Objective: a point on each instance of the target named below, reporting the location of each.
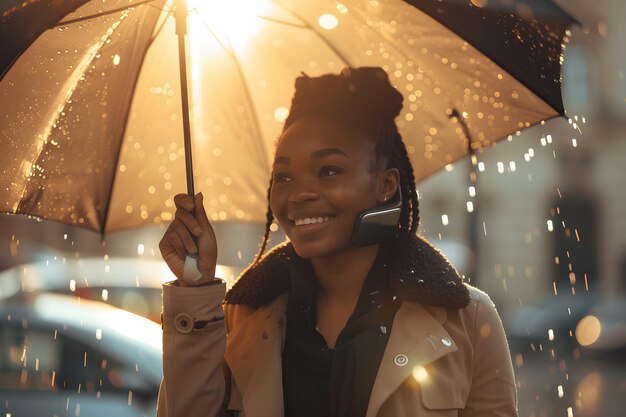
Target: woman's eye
(328, 171)
(281, 177)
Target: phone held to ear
(378, 224)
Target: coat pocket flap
(443, 392)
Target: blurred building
(550, 205)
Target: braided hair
(364, 100)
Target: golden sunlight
(232, 22)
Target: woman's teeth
(311, 220)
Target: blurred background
(542, 230)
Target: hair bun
(356, 95)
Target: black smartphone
(378, 224)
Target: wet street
(581, 388)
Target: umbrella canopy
(90, 119)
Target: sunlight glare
(233, 22)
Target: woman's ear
(389, 181)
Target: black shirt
(322, 382)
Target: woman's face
(322, 177)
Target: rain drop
(328, 21)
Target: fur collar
(417, 272)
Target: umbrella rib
(306, 25)
(108, 12)
(158, 31)
(255, 120)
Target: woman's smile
(321, 180)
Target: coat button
(401, 360)
(183, 323)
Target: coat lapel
(253, 355)
(417, 338)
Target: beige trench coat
(437, 362)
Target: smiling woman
(326, 324)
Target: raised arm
(194, 335)
(493, 392)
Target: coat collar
(417, 273)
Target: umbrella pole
(181, 30)
(191, 271)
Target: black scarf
(322, 382)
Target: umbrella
(90, 108)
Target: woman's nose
(303, 192)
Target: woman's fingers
(184, 210)
(189, 233)
(181, 233)
(207, 244)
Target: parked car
(129, 283)
(585, 324)
(65, 356)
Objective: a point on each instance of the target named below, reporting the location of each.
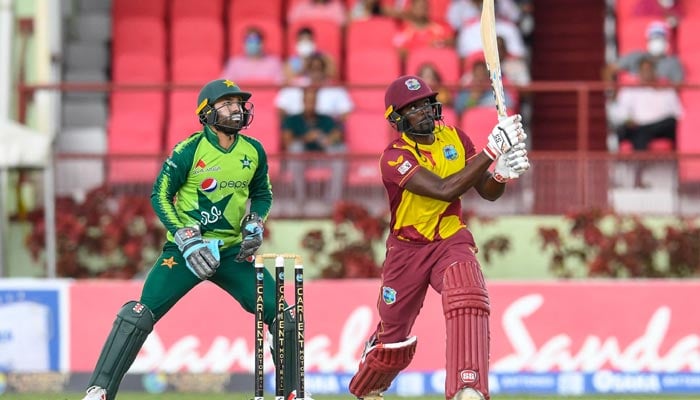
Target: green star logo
(211, 214)
(245, 162)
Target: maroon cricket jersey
(419, 218)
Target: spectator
(432, 77)
(310, 131)
(647, 112)
(478, 91)
(668, 67)
(304, 47)
(329, 10)
(469, 36)
(668, 10)
(333, 99)
(364, 9)
(419, 31)
(254, 66)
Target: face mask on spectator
(657, 46)
(253, 46)
(305, 48)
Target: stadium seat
(327, 35)
(361, 66)
(128, 36)
(270, 10)
(271, 29)
(197, 69)
(138, 68)
(477, 123)
(366, 136)
(444, 59)
(687, 139)
(129, 8)
(213, 9)
(656, 146)
(182, 120)
(197, 37)
(363, 34)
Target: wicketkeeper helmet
(215, 90)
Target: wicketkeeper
(212, 174)
(425, 172)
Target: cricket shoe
(95, 393)
(374, 395)
(469, 394)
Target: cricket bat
(488, 41)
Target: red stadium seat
(128, 36)
(656, 146)
(195, 69)
(197, 37)
(687, 139)
(270, 10)
(271, 30)
(363, 34)
(367, 134)
(477, 123)
(327, 35)
(138, 68)
(362, 66)
(129, 8)
(445, 60)
(213, 9)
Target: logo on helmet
(468, 376)
(412, 84)
(450, 152)
(208, 185)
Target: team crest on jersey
(208, 185)
(412, 84)
(403, 168)
(450, 152)
(389, 295)
(468, 376)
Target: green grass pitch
(244, 396)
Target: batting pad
(380, 364)
(465, 303)
(131, 328)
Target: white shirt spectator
(645, 105)
(331, 100)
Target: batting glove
(506, 134)
(512, 164)
(251, 229)
(201, 257)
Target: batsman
(425, 172)
(201, 196)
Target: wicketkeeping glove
(512, 164)
(201, 257)
(506, 134)
(251, 229)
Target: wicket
(279, 339)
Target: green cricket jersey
(203, 184)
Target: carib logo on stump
(209, 185)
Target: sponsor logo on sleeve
(208, 185)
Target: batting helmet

▶ **WHAT TO WORK ON**
What you return must be every entry, word for word, without any pictures.

▶ **ANSWER BOX**
Objective: a point on each instance of the target named below, reporting the location of each.
Target: woman's eye
(328, 171)
(281, 177)
Target: phone held to ear
(378, 224)
Target: coat pocket flap
(443, 392)
Target: blurred building
(550, 205)
Target: braided hair
(364, 100)
Target: golden sunlight
(232, 22)
Target: woman's teeth
(311, 220)
Target: blurred background
(542, 230)
Target: hair bun
(356, 95)
Target: black smartphone
(378, 224)
Target: wet street
(581, 388)
Target: umbrella canopy
(90, 119)
Target: sunlight glare
(233, 22)
Target: woman's ear
(389, 181)
Target: black shirt
(322, 382)
Target: woman's face
(322, 177)
Target: rain drop
(328, 21)
Target: fur collar
(417, 272)
Target: umbrella rib
(306, 25)
(108, 12)
(158, 31)
(255, 120)
Target: woman's smile
(321, 180)
Target: coat button
(401, 360)
(183, 323)
Target: coat lapel
(253, 355)
(417, 338)
Target: beige trench coat
(437, 362)
Target: smiling woman
(326, 324)
Target: raised arm
(194, 335)
(493, 392)
Target: coat collar
(417, 273)
Target: umbrella pole
(181, 30)
(191, 271)
Target: black scarf
(322, 382)
Target: umbrella
(90, 108)
Target: woman's nose
(303, 192)
Target: woman's fingers
(184, 210)
(189, 233)
(181, 233)
(207, 244)
Target: parked car
(129, 283)
(585, 324)
(65, 356)
Objective: a point on each instance of the target named below, reporting the location of each.
Target: green star logo
(211, 214)
(245, 162)
Target: maroon cricket jersey
(419, 218)
Target: spectator
(432, 77)
(310, 131)
(647, 112)
(478, 91)
(668, 67)
(304, 47)
(329, 10)
(469, 36)
(668, 10)
(333, 99)
(364, 9)
(419, 31)
(254, 66)
Target: face mask on spectator
(657, 46)
(253, 46)
(305, 48)
Target: stadium seat
(327, 35)
(361, 66)
(128, 36)
(270, 10)
(271, 29)
(197, 69)
(138, 68)
(477, 123)
(366, 136)
(444, 59)
(687, 139)
(129, 8)
(213, 9)
(656, 146)
(182, 120)
(197, 37)
(363, 34)
Target: wicketkeeper helmet
(215, 90)
Target: wicketkeeper
(212, 174)
(425, 172)
Target: cricket shoe
(95, 393)
(374, 395)
(469, 394)
Target: cricket bat
(488, 41)
Target: red stadium seat
(128, 36)
(656, 146)
(195, 69)
(197, 37)
(687, 139)
(270, 10)
(271, 30)
(363, 34)
(367, 134)
(477, 123)
(327, 35)
(138, 68)
(362, 66)
(129, 8)
(445, 60)
(213, 9)
Target: logo on helmet
(468, 376)
(412, 84)
(450, 152)
(208, 185)
Target: team crest on jersey
(208, 185)
(412, 84)
(403, 168)
(450, 152)
(389, 295)
(468, 376)
Target: green grass pitch
(244, 396)
Target: batting pad
(380, 364)
(465, 303)
(131, 328)
Target: white shirt spectator
(645, 105)
(331, 100)
Target: batting glove
(506, 134)
(512, 164)
(251, 229)
(201, 257)
Target: batsman
(425, 172)
(201, 196)
Target: wicketkeeping glove
(512, 164)
(201, 257)
(506, 134)
(251, 229)
Target: wicket
(279, 339)
Target: green cricket jersey
(203, 184)
Target: carib logo on stump
(209, 185)
Target: sponsor logo on sleeve
(208, 185)
Target: batting helmet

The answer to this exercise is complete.